··· EXTRACTED INFORMATION

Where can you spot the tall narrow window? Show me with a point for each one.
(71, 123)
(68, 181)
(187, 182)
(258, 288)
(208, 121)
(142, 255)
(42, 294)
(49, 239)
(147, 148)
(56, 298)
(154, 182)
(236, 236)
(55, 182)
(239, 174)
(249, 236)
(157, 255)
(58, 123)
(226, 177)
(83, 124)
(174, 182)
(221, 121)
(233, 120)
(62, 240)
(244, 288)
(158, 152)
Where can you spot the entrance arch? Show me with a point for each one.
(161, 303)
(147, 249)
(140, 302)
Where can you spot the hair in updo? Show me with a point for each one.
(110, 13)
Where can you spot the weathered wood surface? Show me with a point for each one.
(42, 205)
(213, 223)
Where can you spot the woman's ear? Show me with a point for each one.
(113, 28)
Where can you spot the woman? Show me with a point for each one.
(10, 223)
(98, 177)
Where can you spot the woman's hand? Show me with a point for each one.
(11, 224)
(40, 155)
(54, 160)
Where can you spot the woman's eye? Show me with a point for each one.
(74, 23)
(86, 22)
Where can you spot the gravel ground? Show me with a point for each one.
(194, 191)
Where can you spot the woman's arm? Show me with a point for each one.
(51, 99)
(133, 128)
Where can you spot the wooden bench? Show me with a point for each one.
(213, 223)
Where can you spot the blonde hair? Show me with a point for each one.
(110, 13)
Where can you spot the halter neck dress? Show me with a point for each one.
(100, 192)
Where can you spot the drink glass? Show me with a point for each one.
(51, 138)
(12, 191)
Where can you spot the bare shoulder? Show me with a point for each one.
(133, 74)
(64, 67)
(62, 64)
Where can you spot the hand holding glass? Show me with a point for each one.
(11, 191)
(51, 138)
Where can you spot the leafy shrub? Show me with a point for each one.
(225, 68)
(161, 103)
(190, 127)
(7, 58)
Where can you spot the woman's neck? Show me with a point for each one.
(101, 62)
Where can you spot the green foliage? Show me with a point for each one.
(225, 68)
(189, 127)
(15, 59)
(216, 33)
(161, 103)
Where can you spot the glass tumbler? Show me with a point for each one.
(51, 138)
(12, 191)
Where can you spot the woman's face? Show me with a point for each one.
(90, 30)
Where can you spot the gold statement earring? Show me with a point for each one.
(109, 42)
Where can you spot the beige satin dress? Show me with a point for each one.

······

> [TASK TO CARRY OUT]: Reproduce the data verbatim from the line containing "Where can you spot the gravel" through the final line of the data, both included.

> [SOLUTION]:
Where can you spot the gravel ground? Show me with a point for each one.
(194, 191)
Where can you spot the woman's arm? Show me with a point for each one.
(51, 99)
(133, 128)
Where can you spot the wooden bench? Show me with a point for each one.
(213, 223)
Where can you spot the blonde hair? Show me with a point for each one.
(110, 13)
Where can you spot the halter neck dress? Show me with a point for each one.
(100, 192)
Where can you spot the drink glass? Show me with a point for each one.
(51, 138)
(12, 191)
Where can you spot the bare shoulder? Show me with a point for each one.
(133, 74)
(64, 67)
(62, 64)
Where can you spot the hand holding glass? Show me with a point for each one.
(11, 191)
(51, 138)
Where can you spot the leafy shrub? Show me with a point for each one.
(225, 68)
(161, 103)
(190, 127)
(7, 58)
Where can you spot the woman's neck? Show me with a point for each one.
(101, 62)
Where can you spot the green foliage? Show me with a point for each one.
(225, 68)
(189, 127)
(15, 59)
(216, 33)
(161, 103)
Where can you spot the glass tumbler? Show me with a point for each one.
(51, 138)
(12, 191)
Where can you spot the woman's face? Show me with a point for each one.
(90, 30)
Where can you spot the gold statement earring? Show me with a point for each one.
(109, 42)
Where can you spot the beige satin dress? Show me with a point for each one.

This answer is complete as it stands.